Given request: According to the passage on disciplining teens below, why should a parent discuss a consequence with their teen before imposing it? Answer in one to three sentences.

But what if you’ve been punishing and consequencing for quite some time now, without it helping anything and your back is up against a wall. You have nothing left to take away and they don’t even seem to care anyway – they’re just doing what they want.
In that case, rather than issuing consequences, I would concentrate on trying to build your connection with them. Tell them your concerns about their behavior, letting them know that you’re not going to give them consequences because you can see that’s not working, and ask them to just talk to you. Tell them you want to support them more than you have in the past and that you love them and want to make sure they’re safe and okay.
I know it sounds a little whakadoodle but it’s the punishing that’s gotten you where you are with them right now and more punishment is not going to get you out of this spiral of rebellion. Only your connection with them can do that. We’re talking more about that in the last episode of this series, on Tuesday. So, I’ll leave this here.
So, if you’re not in this death spiral with them yet, and this situation does call for consequences – you’re going to need to discuss it with them first. Remember what we said in episode 133 about supporting their autonomy – they need to be heard on these issues or you’re going to have conflict.
Ask them what consequences they think are appropriate. Teens will surprise you sometimes. Brainstorm with them, keeping in mind, again, that these consequences have to work to guide or teach them something that will help them do better next time. And that doesn’t mean making it so painful they’ll be terrified to do it again. That’s only teaching them to fear you, not to respect you or want to do better.

[Photo object pointing records]
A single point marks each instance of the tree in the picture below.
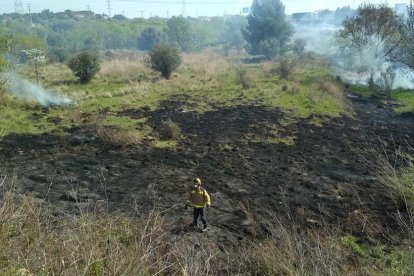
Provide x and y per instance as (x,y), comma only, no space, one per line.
(298,46)
(267,31)
(3,66)
(84,66)
(373,33)
(164,59)
(148,38)
(179,32)
(233,37)
(372,22)
(36,58)
(405,52)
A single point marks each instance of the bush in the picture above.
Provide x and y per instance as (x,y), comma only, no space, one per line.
(244,78)
(286,66)
(164,59)
(298,46)
(84,66)
(3,80)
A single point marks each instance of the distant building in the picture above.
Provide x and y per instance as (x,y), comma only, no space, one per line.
(83,14)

Output of the task: Supporting a teen's autonomy means they need to be heard on these issues. If they aren't, there will be conflict.